WHAT IS REQUIRED -> Write out, without any change, the lines in the material below that run from the line with "Query: red white and blue striped curtain" through the line with "like [[660, 78]].", both included.

THE RECORDS ->
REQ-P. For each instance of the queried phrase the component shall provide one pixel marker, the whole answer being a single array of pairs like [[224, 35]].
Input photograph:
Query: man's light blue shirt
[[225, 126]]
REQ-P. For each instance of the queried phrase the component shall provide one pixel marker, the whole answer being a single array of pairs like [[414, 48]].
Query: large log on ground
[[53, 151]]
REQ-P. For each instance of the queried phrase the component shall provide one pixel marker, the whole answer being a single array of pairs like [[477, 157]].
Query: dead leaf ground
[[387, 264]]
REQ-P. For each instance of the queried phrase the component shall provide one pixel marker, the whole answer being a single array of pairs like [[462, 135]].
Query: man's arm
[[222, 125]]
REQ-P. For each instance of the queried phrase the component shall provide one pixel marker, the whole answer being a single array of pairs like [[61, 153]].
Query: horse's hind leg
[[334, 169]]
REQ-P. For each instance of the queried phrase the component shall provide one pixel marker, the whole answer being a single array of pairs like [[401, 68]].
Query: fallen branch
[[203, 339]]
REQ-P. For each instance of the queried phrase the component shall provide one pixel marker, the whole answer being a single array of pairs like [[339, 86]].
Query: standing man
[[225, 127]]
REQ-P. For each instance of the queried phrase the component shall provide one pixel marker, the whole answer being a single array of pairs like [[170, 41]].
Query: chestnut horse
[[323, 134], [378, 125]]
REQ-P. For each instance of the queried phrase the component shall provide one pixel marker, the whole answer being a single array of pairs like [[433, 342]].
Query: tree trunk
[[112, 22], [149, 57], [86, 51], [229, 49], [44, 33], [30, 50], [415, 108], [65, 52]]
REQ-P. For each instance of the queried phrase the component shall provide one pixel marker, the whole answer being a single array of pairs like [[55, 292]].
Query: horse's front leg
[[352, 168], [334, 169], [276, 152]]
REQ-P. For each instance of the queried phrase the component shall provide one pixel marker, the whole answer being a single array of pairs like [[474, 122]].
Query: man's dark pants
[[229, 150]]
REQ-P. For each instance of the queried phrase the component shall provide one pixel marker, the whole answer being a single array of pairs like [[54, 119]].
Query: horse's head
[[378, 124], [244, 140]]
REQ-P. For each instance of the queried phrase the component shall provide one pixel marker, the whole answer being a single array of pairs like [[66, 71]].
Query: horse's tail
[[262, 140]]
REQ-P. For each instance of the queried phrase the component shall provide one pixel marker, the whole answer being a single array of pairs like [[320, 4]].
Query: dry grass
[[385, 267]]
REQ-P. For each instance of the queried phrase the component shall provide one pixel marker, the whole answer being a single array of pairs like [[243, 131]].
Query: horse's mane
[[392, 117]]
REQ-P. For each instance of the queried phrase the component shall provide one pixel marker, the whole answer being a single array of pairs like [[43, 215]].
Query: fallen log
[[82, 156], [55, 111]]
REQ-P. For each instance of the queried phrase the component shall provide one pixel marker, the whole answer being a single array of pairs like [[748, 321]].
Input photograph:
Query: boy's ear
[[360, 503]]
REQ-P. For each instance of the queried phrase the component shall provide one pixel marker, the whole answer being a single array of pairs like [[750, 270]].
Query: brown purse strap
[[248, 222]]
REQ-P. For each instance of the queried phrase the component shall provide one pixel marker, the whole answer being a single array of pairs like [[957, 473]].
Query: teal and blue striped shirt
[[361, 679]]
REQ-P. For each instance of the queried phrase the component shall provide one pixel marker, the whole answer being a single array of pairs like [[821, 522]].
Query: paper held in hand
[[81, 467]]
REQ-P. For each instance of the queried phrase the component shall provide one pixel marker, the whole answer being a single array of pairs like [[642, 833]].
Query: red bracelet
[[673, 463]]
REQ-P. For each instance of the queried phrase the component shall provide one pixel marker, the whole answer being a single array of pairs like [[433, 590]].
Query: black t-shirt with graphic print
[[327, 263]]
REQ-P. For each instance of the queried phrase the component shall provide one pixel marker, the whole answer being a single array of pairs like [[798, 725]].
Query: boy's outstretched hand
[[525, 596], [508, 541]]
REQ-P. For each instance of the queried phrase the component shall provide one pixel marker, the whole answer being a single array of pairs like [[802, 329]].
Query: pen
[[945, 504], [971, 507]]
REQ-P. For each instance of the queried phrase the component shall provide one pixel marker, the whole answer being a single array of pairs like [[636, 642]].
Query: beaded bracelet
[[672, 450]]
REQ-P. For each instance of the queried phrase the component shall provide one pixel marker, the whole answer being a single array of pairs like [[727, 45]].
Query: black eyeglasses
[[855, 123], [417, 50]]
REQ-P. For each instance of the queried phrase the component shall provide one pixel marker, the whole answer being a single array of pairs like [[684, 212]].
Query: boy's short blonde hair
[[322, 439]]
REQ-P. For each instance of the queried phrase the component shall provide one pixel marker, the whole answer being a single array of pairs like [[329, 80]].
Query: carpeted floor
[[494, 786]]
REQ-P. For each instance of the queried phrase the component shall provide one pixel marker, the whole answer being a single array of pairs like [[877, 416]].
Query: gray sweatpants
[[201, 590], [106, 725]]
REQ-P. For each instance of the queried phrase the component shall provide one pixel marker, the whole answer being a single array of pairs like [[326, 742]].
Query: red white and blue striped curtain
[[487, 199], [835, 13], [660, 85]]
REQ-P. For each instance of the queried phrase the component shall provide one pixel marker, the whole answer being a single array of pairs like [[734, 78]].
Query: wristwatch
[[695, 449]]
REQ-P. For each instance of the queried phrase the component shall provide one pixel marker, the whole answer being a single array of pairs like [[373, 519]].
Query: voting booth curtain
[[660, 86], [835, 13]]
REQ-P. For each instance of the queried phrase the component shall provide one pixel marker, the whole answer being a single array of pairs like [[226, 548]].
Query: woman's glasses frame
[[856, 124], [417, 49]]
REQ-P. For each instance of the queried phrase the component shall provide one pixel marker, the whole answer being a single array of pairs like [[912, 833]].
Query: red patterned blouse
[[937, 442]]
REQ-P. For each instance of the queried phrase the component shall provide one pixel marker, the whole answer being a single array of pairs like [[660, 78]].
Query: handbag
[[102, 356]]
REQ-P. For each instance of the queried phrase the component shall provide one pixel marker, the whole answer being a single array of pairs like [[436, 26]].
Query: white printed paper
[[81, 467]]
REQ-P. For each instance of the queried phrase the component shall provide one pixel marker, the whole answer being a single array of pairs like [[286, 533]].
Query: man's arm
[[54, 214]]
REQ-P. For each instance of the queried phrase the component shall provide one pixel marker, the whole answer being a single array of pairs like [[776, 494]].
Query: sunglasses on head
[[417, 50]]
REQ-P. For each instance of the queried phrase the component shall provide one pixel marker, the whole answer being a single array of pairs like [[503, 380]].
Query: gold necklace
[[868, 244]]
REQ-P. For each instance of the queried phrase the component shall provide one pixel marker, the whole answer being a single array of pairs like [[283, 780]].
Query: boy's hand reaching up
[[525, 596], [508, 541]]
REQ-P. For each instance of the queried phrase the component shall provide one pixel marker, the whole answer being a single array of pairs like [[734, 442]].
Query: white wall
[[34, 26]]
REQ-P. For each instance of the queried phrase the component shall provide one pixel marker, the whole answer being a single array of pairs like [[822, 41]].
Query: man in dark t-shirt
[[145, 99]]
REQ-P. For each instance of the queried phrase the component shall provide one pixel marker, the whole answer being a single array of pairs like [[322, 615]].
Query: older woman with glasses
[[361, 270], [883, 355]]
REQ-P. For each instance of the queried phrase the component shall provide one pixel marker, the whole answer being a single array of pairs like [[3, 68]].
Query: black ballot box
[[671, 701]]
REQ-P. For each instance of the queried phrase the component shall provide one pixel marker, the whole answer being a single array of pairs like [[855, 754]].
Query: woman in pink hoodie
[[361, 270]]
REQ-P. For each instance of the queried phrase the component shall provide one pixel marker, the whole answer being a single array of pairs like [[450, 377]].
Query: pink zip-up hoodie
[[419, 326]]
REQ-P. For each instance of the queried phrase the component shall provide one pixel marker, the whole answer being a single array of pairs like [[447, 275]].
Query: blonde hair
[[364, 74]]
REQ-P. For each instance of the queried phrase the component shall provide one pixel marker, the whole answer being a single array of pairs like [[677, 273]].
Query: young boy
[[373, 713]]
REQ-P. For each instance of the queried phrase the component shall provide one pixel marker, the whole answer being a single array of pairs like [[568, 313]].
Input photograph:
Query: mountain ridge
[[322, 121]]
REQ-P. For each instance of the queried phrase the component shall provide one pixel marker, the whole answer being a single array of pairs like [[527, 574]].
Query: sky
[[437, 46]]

SOLUTION ->
Query: red white and blue striped curtain
[[487, 199], [835, 13], [660, 85]]
REQ-P. For each instance of the queried phrase the component shall provide one pixel marker, the whole answer being a single array of pairs like [[734, 78]].
Query: wristwatch
[[695, 449]]
REQ-P. For each instance of the queried phrase the component shall provide one pixel marker, the whole answer being a single array of pairs like [[373, 519]].
Query: voting booth curtain
[[660, 86], [835, 13]]
REQ-P. For each instance of the queried phrase the component shall provide one pixel marker, the whole answer being a single array of pairs like [[226, 548]].
Query: woman's glasses frame
[[856, 124], [417, 49]]
REQ-P. For each instance of the queried phrase the component shall provide one pixel marker, the whole answer being a single array of pairs like [[912, 833]].
Query: red patterned blouse
[[937, 442]]
REQ-P. For each instance of the queried phrase the component shall provide one pixel marker, the whole answer being a single array of pairs like [[660, 78]].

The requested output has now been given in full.